Work instructions
The lines to copy from the listing below are those that contain the string "white".

Information
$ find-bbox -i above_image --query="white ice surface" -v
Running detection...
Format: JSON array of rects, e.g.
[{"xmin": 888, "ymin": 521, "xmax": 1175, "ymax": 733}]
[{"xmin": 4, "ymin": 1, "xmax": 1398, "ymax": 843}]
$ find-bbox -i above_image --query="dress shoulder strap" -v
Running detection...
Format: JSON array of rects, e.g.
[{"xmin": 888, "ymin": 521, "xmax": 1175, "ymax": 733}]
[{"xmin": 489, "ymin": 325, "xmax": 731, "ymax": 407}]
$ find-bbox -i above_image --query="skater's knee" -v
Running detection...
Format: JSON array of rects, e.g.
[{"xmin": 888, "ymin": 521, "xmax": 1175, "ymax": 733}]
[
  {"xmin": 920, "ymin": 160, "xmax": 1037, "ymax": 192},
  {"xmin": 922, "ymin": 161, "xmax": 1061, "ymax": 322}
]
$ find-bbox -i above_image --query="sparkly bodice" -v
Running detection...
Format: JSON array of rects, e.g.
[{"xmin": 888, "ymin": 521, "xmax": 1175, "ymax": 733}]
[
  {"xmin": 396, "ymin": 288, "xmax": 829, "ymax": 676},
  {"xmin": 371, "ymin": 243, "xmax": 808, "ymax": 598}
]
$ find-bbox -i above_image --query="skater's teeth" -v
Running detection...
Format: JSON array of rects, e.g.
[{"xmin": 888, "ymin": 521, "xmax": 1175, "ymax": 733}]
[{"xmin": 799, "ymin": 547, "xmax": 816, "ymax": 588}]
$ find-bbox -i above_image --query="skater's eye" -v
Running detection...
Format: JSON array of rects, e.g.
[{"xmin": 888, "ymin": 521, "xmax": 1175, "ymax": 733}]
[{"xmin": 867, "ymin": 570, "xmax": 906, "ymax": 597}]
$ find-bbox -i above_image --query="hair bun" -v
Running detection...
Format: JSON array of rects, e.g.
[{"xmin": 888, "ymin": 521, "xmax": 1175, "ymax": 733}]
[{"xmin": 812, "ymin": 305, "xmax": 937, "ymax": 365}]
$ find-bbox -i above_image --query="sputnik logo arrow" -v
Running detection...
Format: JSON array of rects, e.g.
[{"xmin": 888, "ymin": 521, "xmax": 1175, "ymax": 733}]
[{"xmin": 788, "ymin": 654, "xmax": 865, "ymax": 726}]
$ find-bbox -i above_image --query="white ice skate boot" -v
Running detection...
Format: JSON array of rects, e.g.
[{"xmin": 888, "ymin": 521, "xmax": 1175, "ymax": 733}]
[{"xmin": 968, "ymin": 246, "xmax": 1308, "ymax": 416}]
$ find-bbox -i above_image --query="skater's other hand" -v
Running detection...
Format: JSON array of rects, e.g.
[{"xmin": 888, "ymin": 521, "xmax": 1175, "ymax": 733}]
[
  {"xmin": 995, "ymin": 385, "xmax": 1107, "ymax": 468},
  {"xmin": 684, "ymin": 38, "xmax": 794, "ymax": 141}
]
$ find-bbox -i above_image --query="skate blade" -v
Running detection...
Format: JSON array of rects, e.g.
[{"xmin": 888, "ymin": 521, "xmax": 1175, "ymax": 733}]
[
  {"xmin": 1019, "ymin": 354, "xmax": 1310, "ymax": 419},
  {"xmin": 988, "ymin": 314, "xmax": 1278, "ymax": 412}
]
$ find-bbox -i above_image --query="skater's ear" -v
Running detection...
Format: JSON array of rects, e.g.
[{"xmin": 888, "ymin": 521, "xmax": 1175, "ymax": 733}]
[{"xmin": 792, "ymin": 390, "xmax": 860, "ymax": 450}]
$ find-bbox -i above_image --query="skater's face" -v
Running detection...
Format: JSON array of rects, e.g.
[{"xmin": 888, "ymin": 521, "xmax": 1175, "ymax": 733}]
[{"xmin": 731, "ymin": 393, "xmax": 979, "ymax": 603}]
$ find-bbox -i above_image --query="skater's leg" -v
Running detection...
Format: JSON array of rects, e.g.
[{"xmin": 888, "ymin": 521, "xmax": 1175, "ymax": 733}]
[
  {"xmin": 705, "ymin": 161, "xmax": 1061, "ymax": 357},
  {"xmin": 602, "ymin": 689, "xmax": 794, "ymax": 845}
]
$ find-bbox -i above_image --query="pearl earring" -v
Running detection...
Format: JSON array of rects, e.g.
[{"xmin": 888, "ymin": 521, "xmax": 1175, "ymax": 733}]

Solution for this task
$ find-bbox -i above_image --query="white ice surface" -v
$ find-bbox -i above_image --query="white ice skate boot" -v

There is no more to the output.